> _Exercise requirements_
How many lines in the records below contain the word "item"? Reply with the number alone.
___ Provided information
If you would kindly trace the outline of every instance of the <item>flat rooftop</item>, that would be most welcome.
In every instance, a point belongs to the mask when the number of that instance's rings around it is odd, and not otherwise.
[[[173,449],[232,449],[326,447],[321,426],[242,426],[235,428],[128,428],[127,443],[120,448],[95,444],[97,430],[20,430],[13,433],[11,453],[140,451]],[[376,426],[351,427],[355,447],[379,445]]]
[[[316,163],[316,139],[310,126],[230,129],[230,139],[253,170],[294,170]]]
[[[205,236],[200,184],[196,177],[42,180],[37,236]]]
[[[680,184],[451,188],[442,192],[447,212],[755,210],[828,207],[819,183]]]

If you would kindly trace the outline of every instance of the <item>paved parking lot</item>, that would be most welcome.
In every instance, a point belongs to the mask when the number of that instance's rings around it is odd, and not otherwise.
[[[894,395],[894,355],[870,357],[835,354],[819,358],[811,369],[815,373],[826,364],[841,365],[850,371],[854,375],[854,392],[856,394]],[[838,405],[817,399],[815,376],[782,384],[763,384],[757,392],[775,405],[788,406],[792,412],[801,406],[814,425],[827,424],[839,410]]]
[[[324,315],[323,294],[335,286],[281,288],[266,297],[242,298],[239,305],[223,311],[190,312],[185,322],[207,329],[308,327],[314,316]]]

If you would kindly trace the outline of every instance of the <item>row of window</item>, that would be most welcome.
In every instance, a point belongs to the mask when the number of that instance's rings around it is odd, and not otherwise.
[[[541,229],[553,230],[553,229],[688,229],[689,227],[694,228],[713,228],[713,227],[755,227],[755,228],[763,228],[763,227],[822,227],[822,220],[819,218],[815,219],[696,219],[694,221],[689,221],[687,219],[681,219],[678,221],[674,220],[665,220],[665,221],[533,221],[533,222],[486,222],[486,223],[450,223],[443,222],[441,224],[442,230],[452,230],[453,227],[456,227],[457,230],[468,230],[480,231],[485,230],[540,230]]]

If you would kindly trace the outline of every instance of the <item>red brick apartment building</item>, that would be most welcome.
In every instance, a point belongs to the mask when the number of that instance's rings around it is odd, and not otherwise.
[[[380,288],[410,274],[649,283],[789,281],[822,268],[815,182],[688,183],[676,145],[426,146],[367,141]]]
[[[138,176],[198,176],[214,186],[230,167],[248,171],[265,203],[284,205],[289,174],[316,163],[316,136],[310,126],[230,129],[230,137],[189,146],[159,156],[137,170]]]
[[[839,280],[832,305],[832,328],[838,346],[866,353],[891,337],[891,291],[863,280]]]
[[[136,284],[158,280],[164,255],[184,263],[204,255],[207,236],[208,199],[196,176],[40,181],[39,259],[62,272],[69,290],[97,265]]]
______
> _Result of the task_
4